# STATED PROBLEM 1
Edit the image search passage: copy it from the words that begin with "In some examples" through "lower ranked images.", swapping "central image" for "main image" each time it occurs.
* start TEXT SEGMENT *
In some examples a top ranked image (returned from the search) is
presented in a center of a graphical user interface results region,
and lower ranked images are presented around the central image with
arcs connecting the central image to each of the lower ranked
images. The arcs may have a width, color or other feature which
represents a strength of similarity between the central image and
the lower ranked images.
[0051] Reference is now made to FIG. 3 which illustrates another
example graphical user interface 300 for allowing a user to search
a set of images using natural language. In this example, the
graphical user interface 300, like the graphical user interface 124
of FIGS. 1 and 2, comprises a query term entry box 302 and a search
button 304 which may operate in the same manner as the query term
entry box 126 and search button 128 of FIGS. 1 and 2.
[0052] The graphical user interface 300 of FIG. 3 also comprises a
proximity selection tool 306. The proximity selection tool 306
allows the user to search for images which have the specified query
terms proximate to each other within the image. Such a search is
referred to herein as a proximity search or query. For example, as
shown in FIG. 3, if the query terms include "person" and "bicycle"
* end TEXT SEGMENT *
# STATED PROBLEM 2
How many lines of the records that follow contain the string "below", matched with case counting? Give only the number.
* start ROWS *
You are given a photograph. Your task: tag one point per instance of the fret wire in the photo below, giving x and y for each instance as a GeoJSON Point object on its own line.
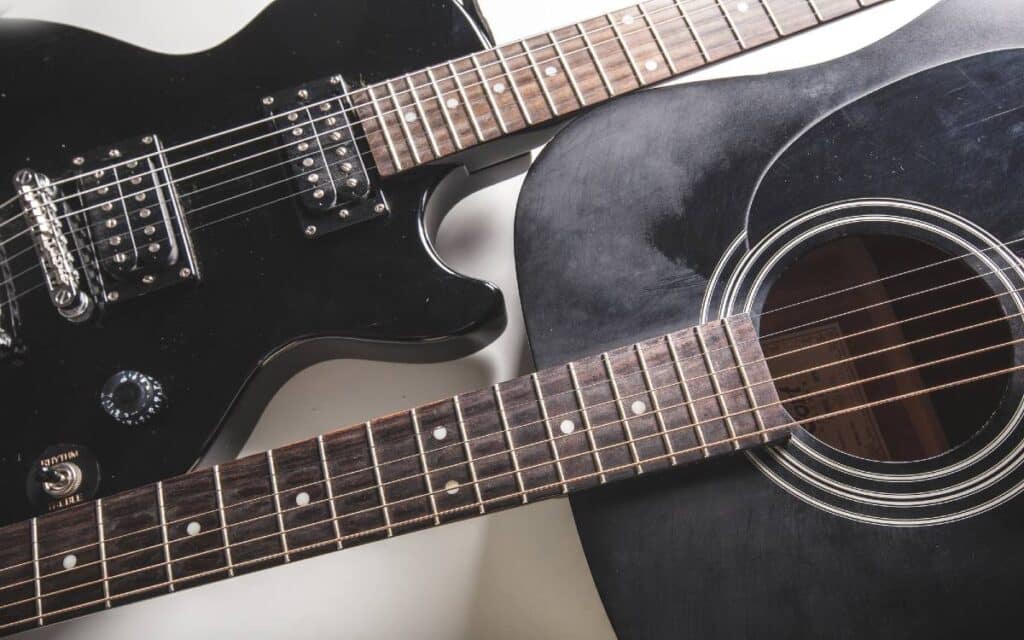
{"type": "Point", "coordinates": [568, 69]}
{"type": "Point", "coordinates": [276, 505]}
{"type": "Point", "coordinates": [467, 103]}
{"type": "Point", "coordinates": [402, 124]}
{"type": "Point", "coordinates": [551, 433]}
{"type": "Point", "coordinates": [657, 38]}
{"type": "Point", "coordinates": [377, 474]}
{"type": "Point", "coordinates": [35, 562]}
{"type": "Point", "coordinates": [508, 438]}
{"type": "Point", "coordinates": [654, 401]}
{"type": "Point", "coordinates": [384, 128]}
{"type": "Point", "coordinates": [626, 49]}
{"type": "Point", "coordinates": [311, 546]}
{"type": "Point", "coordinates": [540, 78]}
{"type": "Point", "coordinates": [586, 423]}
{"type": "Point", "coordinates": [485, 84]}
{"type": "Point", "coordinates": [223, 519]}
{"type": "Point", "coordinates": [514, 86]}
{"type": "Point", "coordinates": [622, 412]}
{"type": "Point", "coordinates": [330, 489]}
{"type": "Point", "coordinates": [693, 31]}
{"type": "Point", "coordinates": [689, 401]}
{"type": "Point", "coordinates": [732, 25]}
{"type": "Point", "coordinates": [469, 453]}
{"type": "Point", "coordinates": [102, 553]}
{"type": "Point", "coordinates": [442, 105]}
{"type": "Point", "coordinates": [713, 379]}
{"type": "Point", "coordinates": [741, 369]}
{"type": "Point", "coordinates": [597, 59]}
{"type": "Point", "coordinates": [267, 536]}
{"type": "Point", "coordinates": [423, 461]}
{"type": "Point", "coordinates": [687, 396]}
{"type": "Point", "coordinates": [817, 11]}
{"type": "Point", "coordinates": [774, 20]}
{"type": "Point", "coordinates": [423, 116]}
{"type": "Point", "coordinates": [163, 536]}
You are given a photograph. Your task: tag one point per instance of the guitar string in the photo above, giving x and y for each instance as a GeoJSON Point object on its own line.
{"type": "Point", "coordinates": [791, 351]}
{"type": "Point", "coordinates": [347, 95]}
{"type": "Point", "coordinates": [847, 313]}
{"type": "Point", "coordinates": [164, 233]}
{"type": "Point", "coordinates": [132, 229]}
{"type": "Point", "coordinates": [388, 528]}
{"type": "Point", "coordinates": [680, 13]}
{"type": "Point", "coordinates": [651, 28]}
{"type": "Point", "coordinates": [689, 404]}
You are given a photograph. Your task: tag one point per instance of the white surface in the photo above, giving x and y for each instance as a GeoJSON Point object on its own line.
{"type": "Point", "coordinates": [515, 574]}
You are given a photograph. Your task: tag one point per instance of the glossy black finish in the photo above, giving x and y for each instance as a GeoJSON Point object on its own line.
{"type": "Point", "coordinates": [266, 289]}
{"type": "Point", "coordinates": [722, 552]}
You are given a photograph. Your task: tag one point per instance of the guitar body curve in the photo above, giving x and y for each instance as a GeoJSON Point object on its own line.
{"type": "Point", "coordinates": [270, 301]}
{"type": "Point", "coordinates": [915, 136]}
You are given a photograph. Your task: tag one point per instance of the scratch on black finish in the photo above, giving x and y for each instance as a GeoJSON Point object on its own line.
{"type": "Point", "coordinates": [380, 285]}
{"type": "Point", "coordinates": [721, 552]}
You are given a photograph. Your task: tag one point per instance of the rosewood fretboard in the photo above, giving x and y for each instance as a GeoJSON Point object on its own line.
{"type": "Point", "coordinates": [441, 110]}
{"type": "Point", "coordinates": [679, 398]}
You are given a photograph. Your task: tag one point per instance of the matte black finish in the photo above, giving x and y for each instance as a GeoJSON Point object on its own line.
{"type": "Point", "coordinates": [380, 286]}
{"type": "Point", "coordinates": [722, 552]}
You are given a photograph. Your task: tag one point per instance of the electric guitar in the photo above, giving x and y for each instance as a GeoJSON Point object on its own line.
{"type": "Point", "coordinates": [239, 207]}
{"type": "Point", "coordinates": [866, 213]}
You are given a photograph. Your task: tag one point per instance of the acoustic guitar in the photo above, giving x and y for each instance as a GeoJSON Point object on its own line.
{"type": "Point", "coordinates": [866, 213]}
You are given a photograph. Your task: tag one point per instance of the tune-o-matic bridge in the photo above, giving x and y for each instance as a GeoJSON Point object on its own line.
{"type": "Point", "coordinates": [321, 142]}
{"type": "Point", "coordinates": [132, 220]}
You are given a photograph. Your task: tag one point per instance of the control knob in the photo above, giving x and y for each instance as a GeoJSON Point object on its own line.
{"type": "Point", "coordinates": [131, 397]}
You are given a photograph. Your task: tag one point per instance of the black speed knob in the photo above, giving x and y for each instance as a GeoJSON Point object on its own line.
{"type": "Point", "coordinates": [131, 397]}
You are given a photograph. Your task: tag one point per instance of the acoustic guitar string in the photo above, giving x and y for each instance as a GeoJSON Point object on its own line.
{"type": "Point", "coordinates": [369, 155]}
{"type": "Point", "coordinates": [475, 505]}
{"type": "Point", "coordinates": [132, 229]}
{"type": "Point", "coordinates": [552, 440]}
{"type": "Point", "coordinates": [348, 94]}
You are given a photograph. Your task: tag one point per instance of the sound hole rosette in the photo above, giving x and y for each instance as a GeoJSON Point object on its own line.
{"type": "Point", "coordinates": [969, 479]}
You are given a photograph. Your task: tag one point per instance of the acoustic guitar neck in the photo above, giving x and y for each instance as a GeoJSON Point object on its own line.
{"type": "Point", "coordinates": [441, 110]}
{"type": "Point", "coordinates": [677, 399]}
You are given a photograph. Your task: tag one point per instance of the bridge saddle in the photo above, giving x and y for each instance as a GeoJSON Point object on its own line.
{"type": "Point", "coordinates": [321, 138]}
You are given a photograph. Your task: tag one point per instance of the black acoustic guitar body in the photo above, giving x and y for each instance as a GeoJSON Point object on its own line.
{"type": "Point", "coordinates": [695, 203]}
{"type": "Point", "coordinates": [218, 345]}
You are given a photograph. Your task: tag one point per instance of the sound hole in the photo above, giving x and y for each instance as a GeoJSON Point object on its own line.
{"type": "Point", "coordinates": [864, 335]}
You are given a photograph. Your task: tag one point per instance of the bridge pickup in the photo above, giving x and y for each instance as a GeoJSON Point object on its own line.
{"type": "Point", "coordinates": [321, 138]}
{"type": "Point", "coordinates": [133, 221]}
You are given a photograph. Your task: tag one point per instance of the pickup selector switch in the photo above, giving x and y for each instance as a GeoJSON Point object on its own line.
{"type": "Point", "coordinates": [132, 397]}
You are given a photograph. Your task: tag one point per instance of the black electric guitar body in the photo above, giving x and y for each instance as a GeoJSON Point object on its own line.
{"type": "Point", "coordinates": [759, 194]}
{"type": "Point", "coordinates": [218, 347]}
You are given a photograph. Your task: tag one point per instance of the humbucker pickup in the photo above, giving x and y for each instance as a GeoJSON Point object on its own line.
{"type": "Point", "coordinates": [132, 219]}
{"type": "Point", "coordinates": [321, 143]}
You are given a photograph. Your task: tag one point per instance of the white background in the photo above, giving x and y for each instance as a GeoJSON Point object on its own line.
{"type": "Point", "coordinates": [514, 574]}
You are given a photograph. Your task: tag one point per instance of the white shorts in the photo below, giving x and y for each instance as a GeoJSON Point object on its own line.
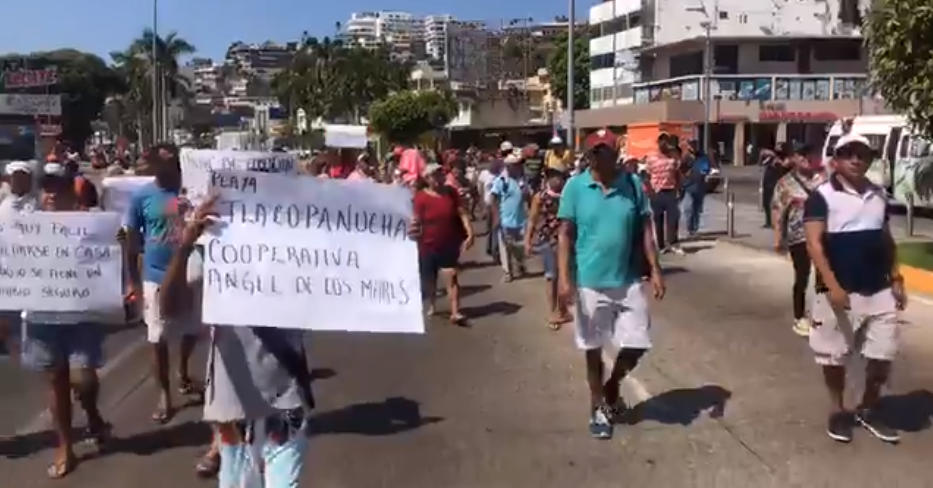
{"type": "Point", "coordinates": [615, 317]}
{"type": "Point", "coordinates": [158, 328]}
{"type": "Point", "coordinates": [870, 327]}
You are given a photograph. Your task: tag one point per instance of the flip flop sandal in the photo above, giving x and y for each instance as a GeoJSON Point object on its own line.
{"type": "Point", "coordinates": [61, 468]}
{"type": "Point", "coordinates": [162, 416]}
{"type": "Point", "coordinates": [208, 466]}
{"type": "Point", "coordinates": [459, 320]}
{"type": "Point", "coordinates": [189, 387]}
* end ROWS *
# PROBLEM SOLUTION 1
In some examples a top ranked image (returned from the search) is
presented in a center of a graphical user interface results region,
and lower ranked images are presented around the main image with
arcs connecting the main image to each of the lower ranked
images. The arcs may have a width, color or other feature which
represents a strength of similarity between the main image and
the lower ranked images.

# PROBLEM SOLUTION 2
2